■ Selected excerpt
=== Begin Enclosure ===
We are making our way through covid craziness with help from ancient wisdom preserved in the Book of Proverbs. But Proverbs can sometimes leave us a bit confused. Consider these two lines that are set one next to the other in the text:
Do not answer fools according to their folly Or you will be a fool yourself Answer fools according to their folly Or they will be wise in their own eyes
The sentences seem contradictory. What do the wisdom teachers who collected and arrangedthese proverbs want us to do?
The answer lies in understanding that these two sentences are displayed together because they constitute one singleproverb and that proverb isn’t about you, the reader. In my color code system they are shaded orange. They describe the fool.
There are people no one can deal with without getting sucked into the negativity that shrouds their life. No matter what you say or do it’s going to be wrong. It’s not just that they will disagree with you. Even if they act on your best advice, they’ll find a way to screw it up.
Jesus gave his disciples some startling advice. He said, “Don’t throw your pearls before swine”. (Yes, Jesus was the guy who coined that line!) Even Jesus couldn’t productively relate to some people and he didn’t expect his followers to fare any better.
=== End Enclosure ===
■ Dataset extract
=== Begin Enclosure ===
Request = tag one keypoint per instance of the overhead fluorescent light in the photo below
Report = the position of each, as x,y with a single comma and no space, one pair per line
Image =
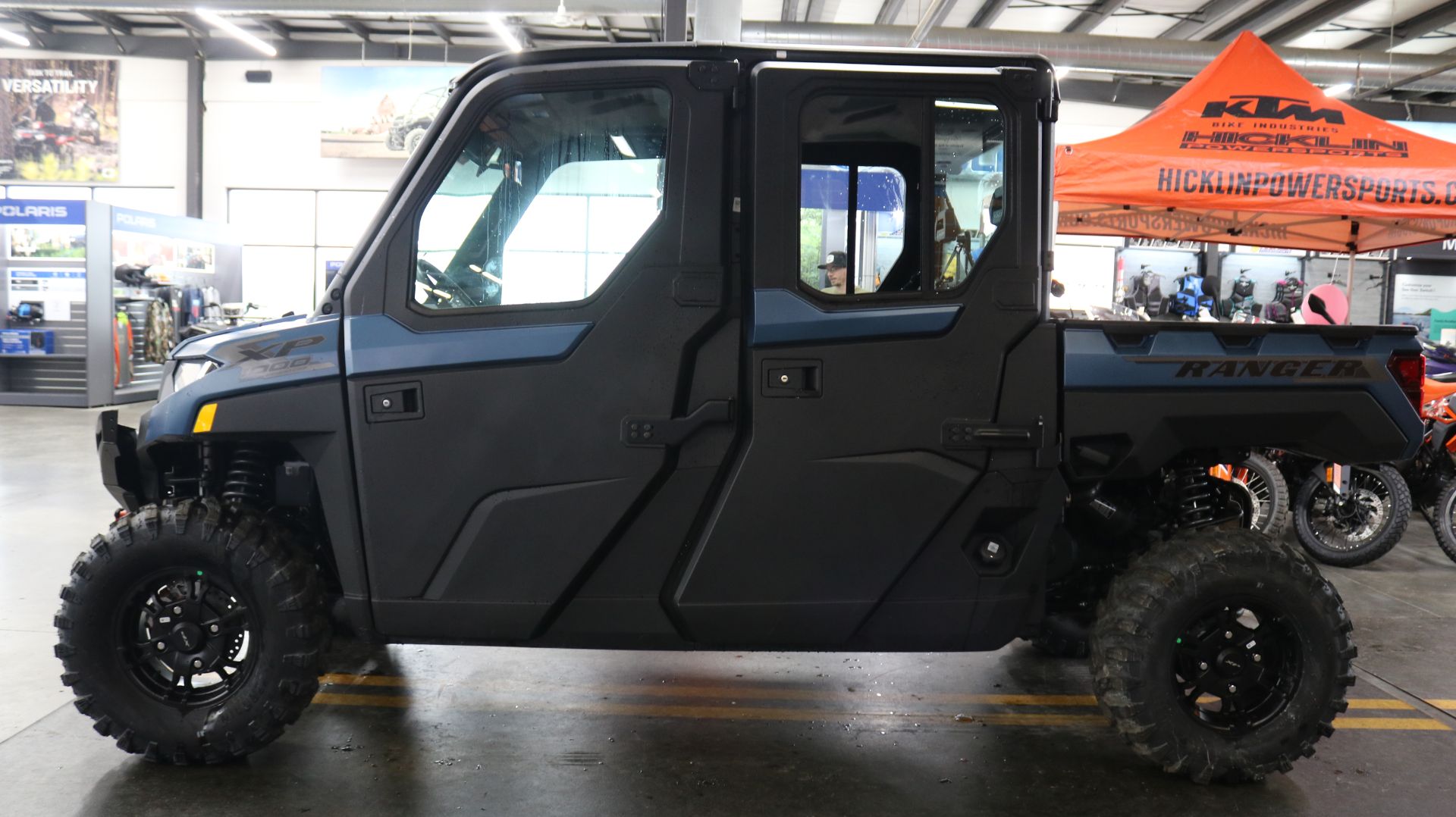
=== End Enclosure ===
■ Explore the material
A. In the piece on Proverbs, what color does the writer's color code system give the two lines about answering fools?
B. Reproduce the stretch of the Proverbs piece from "We are making" through "describe the fool.".
C. Go on with the piece on Proverbs and the fool from the point where it stops.

■ Exercise answers
A. Orange.

B.
We are making our way through covid craziness with help from ancient wisdom preserved in the Book of Proverbs. But Proverbs can sometimes leave us a bit confused. Consider these two lines that are set one next to the other in the text:
Do not answer fools according to their folly Or you will be a fool yourself Answer fools according to their folly Or they will be wise in their own eyes
The sentences seem contradictory. What do the wisdom teachers who collected and arrangedthese proverbs want us to do?
The answer lies in understanding that these two sentences are displayed together because they constitute one singleproverb and that proverb isn’t about you, the reader. In my color code system they are shaded orange. They describe the fool.

C.
So what is the wise person supposed to do? A mentor shared an insight with me. He said, “You can’t soar with the eagles while hanging out with turkeys.” The Book of Proverbs offered the same advice in a saying I code blue (the color that identifies what the wise do):
Whoever walks with the wise becomes wise but the companion of fools suffers harm
While searching for cues in the Book of Proverbs that can help us navigate this age of covid, I’ve come across some interesting sayings. For example the book offers this:
Like somebody who takes a passing dog by the ears is one who meddles in the quarrel of another.
My first thought was, “How true!” If you’ve ever been swept up into a fight between neighbors that should have remained none of your business, you understand how that can be like grabbing a stray dog by the ears.
But then I said to myself: “Wait a minute!! Who does that?” Forget the stuff about neighbors. That part is obvious. The question is: Who grabs a stray dog by the ears? At one level the answer is easy: The Fool of course! In my system statements describing the behavior of the fool are coded orange. Anyone grabbing some “passing dog” by the ears deserves orange paint all over himself (not to mention a few bite marks).
But then a more interesting question came to mind. Why does the fool do the things he does? Why, for example, would the fool jerk any dog’s ears? Proverbs offers a simple reply:
The righteous know the needs of their animals but the mercy of the wicked is cruel.
Fools are mean and their treatment of animals is just one expression of that mean streak. But that poses another question: Where does the fool’s cruelty come from?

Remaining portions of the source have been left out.